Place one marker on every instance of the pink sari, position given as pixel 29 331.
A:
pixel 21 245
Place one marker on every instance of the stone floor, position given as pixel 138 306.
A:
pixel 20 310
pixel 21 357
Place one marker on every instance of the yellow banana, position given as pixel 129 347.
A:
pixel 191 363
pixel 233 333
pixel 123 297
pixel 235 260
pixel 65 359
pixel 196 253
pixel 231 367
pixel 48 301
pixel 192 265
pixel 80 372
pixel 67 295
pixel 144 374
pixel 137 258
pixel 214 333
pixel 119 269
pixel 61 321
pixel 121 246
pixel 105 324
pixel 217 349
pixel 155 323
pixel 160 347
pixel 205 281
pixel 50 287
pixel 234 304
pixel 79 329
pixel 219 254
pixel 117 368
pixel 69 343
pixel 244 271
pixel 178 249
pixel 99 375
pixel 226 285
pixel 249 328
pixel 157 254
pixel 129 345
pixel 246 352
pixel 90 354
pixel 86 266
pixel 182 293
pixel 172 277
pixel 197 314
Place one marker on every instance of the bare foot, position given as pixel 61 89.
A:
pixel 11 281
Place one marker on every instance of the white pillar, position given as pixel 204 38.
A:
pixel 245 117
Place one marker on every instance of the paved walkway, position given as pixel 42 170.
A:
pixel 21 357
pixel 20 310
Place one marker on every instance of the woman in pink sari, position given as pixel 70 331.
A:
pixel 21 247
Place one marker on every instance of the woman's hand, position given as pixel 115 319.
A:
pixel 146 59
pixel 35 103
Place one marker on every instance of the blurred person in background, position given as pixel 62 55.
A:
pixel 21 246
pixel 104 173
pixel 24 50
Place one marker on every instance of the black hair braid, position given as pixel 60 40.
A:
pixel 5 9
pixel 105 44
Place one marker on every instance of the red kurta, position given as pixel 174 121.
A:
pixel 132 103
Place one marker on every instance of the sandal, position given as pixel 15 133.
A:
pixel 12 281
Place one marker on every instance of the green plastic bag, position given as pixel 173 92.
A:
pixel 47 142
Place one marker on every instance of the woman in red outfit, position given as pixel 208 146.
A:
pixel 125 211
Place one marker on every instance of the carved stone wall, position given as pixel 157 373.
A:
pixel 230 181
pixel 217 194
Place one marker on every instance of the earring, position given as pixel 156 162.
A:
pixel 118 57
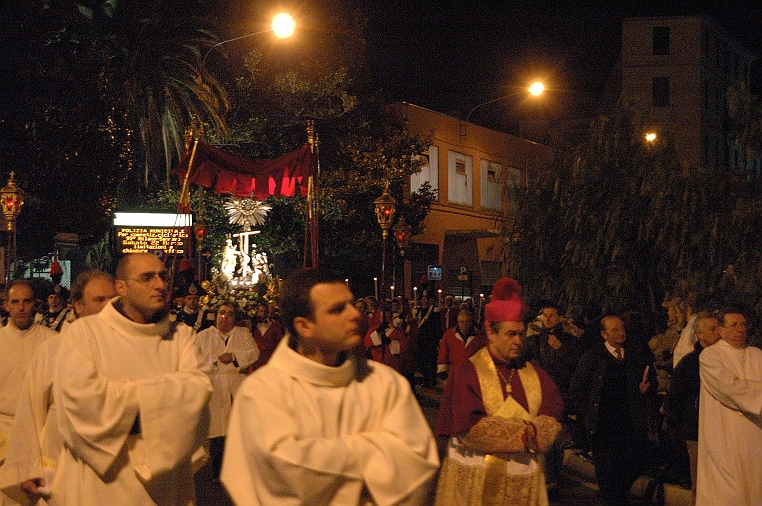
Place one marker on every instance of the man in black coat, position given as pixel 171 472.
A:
pixel 613 391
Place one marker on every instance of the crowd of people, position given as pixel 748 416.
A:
pixel 117 397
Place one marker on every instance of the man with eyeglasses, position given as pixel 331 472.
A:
pixel 132 395
pixel 18 342
pixel 730 417
pixel 228 350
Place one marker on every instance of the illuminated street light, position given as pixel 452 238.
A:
pixel 385 206
pixel 282 26
pixel 11 199
pixel 535 89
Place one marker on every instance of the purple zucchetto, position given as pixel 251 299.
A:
pixel 506 304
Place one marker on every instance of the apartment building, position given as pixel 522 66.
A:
pixel 468 165
pixel 680 68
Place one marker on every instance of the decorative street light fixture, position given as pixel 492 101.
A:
pixel 11 199
pixel 402 234
pixel 386 206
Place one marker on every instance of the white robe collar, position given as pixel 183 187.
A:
pixel 117 320
pixel 305 369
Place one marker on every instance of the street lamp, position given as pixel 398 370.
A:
pixel 11 199
pixel 282 26
pixel 386 206
pixel 535 89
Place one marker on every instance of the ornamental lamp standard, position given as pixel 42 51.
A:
pixel 402 234
pixel 11 199
pixel 282 26
pixel 386 206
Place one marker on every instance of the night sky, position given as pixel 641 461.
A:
pixel 451 56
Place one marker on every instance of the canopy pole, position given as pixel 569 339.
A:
pixel 311 223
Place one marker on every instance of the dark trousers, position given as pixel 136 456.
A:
pixel 427 360
pixel 216 451
pixel 618 463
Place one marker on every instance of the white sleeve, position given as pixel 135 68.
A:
pixel 244 347
pixel 722 383
pixel 267 454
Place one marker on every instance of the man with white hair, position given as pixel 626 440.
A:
pixel 18 341
pixel 730 418
pixel 35 441
pixel 227 349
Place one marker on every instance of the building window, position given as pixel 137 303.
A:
pixel 491 191
pixel 660 40
pixel 515 184
pixel 459 178
pixel 429 172
pixel 661 91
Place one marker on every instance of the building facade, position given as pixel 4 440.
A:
pixel 681 68
pixel 472 169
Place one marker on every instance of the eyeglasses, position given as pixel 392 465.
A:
pixel 146 278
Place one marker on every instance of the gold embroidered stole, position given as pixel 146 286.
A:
pixel 495 479
pixel 492 391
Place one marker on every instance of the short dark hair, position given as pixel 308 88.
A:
pixel 295 296
pixel 226 303
pixel 731 309
pixel 17 282
pixel 78 287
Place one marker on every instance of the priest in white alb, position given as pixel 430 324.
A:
pixel 19 340
pixel 730 418
pixel 228 350
pixel 132 397
pixel 35 441
pixel 318 425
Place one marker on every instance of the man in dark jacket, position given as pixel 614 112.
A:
pixel 681 405
pixel 613 390
pixel 558 353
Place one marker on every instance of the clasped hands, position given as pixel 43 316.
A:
pixel 497 434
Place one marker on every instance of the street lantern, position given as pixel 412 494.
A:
pixel 402 234
pixel 201 229
pixel 282 26
pixel 12 199
pixel 386 206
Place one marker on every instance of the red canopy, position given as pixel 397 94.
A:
pixel 244 177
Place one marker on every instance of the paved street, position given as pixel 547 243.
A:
pixel 577 486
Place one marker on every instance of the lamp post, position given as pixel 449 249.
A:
pixel 535 89
pixel 402 236
pixel 282 26
pixel 11 199
pixel 386 206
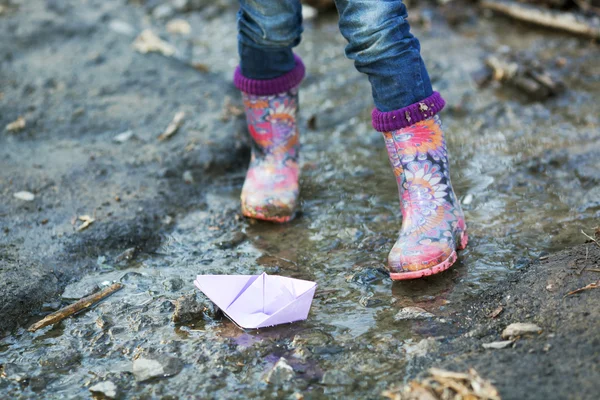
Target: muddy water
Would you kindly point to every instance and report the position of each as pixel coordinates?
(525, 174)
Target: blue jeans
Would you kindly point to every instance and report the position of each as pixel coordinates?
(379, 42)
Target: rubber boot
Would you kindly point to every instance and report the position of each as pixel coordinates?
(433, 223)
(270, 191)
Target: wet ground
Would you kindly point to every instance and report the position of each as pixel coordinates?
(527, 174)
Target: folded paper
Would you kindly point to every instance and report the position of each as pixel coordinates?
(257, 301)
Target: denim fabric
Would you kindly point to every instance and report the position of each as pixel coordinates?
(268, 29)
(379, 42)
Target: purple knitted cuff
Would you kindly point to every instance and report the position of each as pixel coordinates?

******

▸ Try it: Lines holding the word "hair" are the answer; copy every one from the records above.

▸ Task solution:
Place one marker on every instance of the black hair braid, position given as pixel 60 40.
Place one marker on every instance of the man with white hair, position given as pixel 626 440.
Place one marker on every instance of the short dark hair, position given as pixel 308 88.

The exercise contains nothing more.